Items from a dataset:
++++++

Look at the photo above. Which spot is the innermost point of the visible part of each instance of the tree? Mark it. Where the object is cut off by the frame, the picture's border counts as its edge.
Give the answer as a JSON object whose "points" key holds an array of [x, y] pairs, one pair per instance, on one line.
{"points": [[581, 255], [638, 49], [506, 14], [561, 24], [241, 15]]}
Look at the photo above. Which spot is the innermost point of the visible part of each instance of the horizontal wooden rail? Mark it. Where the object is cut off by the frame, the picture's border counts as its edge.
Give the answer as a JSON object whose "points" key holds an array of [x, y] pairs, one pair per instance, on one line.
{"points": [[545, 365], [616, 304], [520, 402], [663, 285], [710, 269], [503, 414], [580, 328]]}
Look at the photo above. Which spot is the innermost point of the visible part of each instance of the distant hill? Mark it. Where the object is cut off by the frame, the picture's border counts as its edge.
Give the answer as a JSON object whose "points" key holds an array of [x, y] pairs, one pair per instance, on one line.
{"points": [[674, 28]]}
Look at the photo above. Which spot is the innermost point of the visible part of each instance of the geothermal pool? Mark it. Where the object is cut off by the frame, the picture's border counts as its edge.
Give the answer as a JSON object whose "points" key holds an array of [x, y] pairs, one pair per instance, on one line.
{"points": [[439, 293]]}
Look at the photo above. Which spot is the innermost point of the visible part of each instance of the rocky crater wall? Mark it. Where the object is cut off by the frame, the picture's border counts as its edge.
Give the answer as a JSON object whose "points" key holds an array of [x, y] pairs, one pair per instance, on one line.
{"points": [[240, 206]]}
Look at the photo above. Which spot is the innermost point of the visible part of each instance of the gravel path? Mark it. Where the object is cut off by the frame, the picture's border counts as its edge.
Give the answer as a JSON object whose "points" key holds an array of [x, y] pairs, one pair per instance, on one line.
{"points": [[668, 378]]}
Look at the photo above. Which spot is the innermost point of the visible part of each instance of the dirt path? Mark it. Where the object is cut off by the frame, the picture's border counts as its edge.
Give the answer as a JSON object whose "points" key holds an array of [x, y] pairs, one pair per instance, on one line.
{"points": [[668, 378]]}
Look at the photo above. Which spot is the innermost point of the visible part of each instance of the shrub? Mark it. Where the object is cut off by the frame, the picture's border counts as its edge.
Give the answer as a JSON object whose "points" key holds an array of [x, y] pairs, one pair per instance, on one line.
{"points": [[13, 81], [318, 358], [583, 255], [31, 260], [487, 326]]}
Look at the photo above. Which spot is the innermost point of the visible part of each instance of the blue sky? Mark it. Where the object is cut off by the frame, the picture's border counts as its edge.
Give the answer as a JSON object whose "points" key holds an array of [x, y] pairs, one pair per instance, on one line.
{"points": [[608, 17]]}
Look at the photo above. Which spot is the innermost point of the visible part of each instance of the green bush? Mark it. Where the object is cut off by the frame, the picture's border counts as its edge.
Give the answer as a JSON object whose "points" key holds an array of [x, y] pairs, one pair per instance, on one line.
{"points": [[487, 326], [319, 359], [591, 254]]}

++++++

* [What to produce]
In the answer, every line above should be retyped exactly.

* [Task response]
Look at the photo above. Which spot is the innermost point of the visible part of each instance of the tree? Mark it. Where the object is cut off by the frame, the picture's border counts as its edge.
Give the answer as a JSON object whose "points" key holds an array of [x, y] pairs, one pair per instance, on one line.
{"points": [[581, 255], [638, 49], [506, 14], [561, 24], [241, 15]]}
Look at the photo above. Which spot is the innermost point of the visible part of each instance of the horizontal wooden rail? Mark it. Where the object is cut off by the frame, the picture's border counts as its edge.
Give the answer as a JSON object whose "points" key holds an array of [x, y] pairs, one pair per instance, on one line.
{"points": [[545, 365], [616, 304], [520, 402], [663, 285], [710, 269], [503, 414], [580, 328]]}
Look at the photo above. Which spot is the innermost point of the visible part of each instance of the distant hill? Mark it. Where the object is cut off by the frame, the picture's border counts as its edge.
Give the answer as a JSON object whose "points" key holds an array of [x, y] pairs, one pair per instance, on one line.
{"points": [[674, 28]]}
Look at the photo above. Which spot is the innermost point of the visible part of each instance of the geothermal pool? Mark it. Where the object is cut off by the frame, the picture's border counts as its edge.
Give the answer as a JSON object whose "points" key holds an array of [x, y] pairs, one pair per instance, on one line.
{"points": [[439, 293]]}
Look at the photo above. Which spot is the innermost point of the visible part of each instance of the rocky crater wall? Mark it. Where the object is cut off by the frame, the picture's border counts as its edge.
Give the answer as a JSON object whose "points" key holds an array of [x, y] pairs, one pair per instance, on one line.
{"points": [[240, 206]]}
Look at the photo above. Which spot is the innermost point of the visible part of each instance of the gravel path? Mark it. Where the object is cut off by the frame, the picture's border counts as its edge.
Give the answer as a JSON object whose "points" key holds an array of [x, y] pairs, one pair per instance, on one line.
{"points": [[668, 378]]}
Look at the photo above. Which spot is the innermost point of the visible part of each instance of the dirt path? Mark it. Where the object is cut off by the frame, the picture's border counts as its edge.
Give the answer as a JSON object whose "points" key holds an array of [x, y] pairs, one pair per instance, on one line.
{"points": [[668, 378]]}
Look at the photo above. Which spot is the innermost point of the visible part of each instance of the shrub? Mark it. Where the object is cut off by the frame, the picture's border counts as its edge.
Give the answer as a JSON object whose "points" key holds an array of [x, y] pairs, one pair per instance, on one line.
{"points": [[13, 81], [318, 358], [583, 255], [31, 260], [487, 326]]}
Look at the photo above. Which spot is the innermost point of the visible part of each instance of the blue sky? Mark it. Where the object is cut off by the frame, the picture's border counts as its edge.
Give the answer as a JSON object whose "points" key holds an array of [x, y] pairs, one pair per instance, on one line.
{"points": [[608, 17]]}
Look at the photo above. Which spot is the innermost point of the visible part of each instance of the green bush? Mark it. Where the object is cut off by the frame, the picture's border counts as its edge.
Give the answer as a JSON object whose "points" key holds an array of [x, y] pairs, one pair per instance, on one line.
{"points": [[487, 326], [319, 359], [591, 254]]}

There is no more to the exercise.